- Sayfa:
----

Sürekli hareket halinde olan bu gezegen,n hayatı da son derece hareketli... Aslında bi bakıma dünya hareketlerin, akımların da dünyası; sürekli olarak bir yerlerde doğan, yayılan, kimi teorik kimi pratik, kimi kısa süreli ve etkisiz, kimi kalıcı ve nüfuz edici... Kitlelere yön veren, düşünceleri etkileyen, sanatı ve yaşam tarzını değiştiren, toplumları sallayan akımlar. Tarih boyunca, siyasi ve sosyal olaylar sonucunda doğan pek çok düşünce akımı kültür, fikir ve sanat dünyasını etkiledi. Bugün çoğunun destekçisi kalmasa da etkileşimlerle ve dönüşerek başka akımların çıkış noktası oldu. İnsan, varlığının nedenlerini arayışı ve sonsuz sorgulaması bazılarını aynı noktada toplamaya decan edecek elbette. İşte, 20'inci yüzyılda insanların kanlarını kaynatan, uykularını kaçıran, hayallerini süsleyen ve sokaklara döken akımlar...

----

- Materyal:
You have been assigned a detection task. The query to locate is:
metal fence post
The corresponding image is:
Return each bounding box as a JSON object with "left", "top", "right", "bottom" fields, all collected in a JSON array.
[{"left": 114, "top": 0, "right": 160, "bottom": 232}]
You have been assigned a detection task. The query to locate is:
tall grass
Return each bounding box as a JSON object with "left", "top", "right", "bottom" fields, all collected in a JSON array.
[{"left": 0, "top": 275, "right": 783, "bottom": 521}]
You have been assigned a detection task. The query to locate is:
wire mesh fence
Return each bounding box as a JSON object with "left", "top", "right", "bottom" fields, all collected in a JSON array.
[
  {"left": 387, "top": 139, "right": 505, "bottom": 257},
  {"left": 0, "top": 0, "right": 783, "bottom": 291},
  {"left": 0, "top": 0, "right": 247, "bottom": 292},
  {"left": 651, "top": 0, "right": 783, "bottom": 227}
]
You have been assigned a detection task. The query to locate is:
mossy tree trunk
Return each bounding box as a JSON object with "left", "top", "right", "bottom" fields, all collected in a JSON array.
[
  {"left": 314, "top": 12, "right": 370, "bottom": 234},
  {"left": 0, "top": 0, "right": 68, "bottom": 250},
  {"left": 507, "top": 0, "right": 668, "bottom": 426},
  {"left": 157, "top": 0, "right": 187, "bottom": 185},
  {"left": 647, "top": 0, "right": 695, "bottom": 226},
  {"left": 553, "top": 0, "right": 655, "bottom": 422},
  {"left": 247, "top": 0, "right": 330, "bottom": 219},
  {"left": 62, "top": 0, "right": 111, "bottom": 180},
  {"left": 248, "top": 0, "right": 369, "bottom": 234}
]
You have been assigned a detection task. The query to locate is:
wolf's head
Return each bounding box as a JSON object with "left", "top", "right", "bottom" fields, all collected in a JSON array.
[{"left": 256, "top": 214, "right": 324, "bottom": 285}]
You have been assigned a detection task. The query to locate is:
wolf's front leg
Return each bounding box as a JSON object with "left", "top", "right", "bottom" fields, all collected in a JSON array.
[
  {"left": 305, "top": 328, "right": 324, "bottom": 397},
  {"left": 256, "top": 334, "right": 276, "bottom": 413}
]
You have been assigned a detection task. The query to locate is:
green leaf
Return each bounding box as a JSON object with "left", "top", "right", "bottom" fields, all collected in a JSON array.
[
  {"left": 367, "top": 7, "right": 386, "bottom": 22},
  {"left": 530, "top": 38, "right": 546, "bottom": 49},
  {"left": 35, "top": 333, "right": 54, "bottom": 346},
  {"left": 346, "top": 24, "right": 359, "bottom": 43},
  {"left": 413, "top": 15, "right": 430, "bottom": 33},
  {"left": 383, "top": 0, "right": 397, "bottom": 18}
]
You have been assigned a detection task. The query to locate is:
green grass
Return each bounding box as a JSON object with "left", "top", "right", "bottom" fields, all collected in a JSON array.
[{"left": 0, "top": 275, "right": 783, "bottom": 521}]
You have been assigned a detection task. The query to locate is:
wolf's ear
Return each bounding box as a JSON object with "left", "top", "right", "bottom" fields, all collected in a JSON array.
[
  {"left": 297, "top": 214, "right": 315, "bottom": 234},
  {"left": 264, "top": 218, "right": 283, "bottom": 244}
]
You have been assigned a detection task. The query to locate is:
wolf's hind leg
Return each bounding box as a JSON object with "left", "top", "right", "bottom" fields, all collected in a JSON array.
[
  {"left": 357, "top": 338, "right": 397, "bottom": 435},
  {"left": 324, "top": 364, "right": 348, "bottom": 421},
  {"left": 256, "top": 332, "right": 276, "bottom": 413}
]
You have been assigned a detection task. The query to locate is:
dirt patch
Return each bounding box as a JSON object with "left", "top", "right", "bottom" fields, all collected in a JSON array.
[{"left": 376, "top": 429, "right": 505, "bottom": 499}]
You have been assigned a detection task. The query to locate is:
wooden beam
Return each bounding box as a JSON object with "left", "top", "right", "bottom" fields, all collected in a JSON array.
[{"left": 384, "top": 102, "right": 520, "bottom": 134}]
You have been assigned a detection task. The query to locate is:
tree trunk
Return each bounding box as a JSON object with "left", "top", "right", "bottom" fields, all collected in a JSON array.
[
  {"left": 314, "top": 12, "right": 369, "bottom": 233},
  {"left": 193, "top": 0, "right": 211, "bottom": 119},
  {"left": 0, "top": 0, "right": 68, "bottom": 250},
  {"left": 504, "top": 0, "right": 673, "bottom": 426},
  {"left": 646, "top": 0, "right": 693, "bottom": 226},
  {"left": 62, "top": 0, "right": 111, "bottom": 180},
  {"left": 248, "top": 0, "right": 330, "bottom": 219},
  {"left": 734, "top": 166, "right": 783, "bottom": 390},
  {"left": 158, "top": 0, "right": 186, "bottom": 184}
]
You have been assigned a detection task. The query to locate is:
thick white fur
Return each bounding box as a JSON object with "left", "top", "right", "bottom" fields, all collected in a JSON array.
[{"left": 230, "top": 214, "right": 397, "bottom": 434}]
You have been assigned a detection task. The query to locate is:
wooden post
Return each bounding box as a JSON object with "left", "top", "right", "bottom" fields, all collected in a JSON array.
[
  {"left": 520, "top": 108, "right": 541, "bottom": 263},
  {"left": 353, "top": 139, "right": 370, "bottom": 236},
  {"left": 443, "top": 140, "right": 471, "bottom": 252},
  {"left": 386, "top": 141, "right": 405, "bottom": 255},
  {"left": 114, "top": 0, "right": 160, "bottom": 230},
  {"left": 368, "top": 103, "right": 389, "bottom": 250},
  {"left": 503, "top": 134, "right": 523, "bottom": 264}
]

----

- Görev Gereksinimleri:
1 > Akımlar yazısına göre, tarih boyunca pek çok düşünce akımı hangi olaylar sonucunda doğdu?
2 > Akımlar yazısını kaldığı yerden sürdürün.

- Sıralı Sonuçlar:
1 > Siyasi ve sosyal olaylar sonucunda.

2 >
Hippizm
Savaş karşıtı çiçek çocuklar
İlk Hippiler, 1960'lar Amerika'sında, Vietnam Savaşı'na gitmek istemeyen barış yanlısı ve sivil itaatsiz gençlerdir. 1968 yılında bütün dünyaya yayılan özgürlükçü ve anti-militarist akımlar hippiliğe altın çağını yaşatır ve ABD'nin çeşitli eyaletlerinde komünler kurulur. Vegan yahut vejeteryan beslenmeyi benimseyen hippiler, toplayıcılık ve bahçecilikle uğraşır ve parayı/özel mülkü redderler. Savaş karşıtı protestolarda askerlerin silahlarının namlularına çiçek soktukları için "çiçek çocuklar" denilen hippiler, uyuşturucu konusunda ise pek masum değiller. Aşırı bireyselleşme sonucu kendi içlerine dönmeleri, karşı oldukları sosyal yapıya yönelik eleştirel argümanları zayıflatarak hippileri kendi kültürlerinin zorunlu tüketicileri haline getirir. Hippiler Blues, rock ve psikedelik müzikle ilgilenir, konserler ve festivaller düzenler. Bunların en ünlüsü 1969'da Amerika'da gerçekleşen Jimi Hendrix, the Who, Janis Joplin, Crosby, Stills gibi sanatçıların yer aldığı ve altı yüz bin kişinin katıldığı Woodstock Festivali'dir. Hippi akımı Türkiye'ye de uğrar. 1970'lerde Tibet'e giderken Türkiye güzergâhını izleyen hippiler, ülkemizde bu akımın ilk tohumlarını atarlar. Sirkeci'deki pansiyonlarda kalıp Olimpos ve Kelebekler Vadisi'nde kamp kurarlar. Hippiler hakkında en önemli tespiti yapanlardan biri psikanalist Erich Fromm olur. Fromm, hippiliği en tutarlı akım olarak görür çünkü inandıkları gidi yaşayarak alternatif bir hayat sürdürmeyi başardıklarını söyler. Özünde Batı'nın ikiyüzlü püriten ahlakına ve dünyayı savaşla yöneten zihniyete karşı bir başkaldırı sayılabilecek hippilik, başta ABD olmak üzere sistemi ciddi şekilde eleştiren bir anlayış yükselttiği için gizli servislerin uyuşturucu ve cinsel özgürlüğü abartılı şekilde şırınga etmesiyle kısa sürede dejenere olur.
Beat Kuşağı
Başlarında kavak yelleri esen "serseri tayfası"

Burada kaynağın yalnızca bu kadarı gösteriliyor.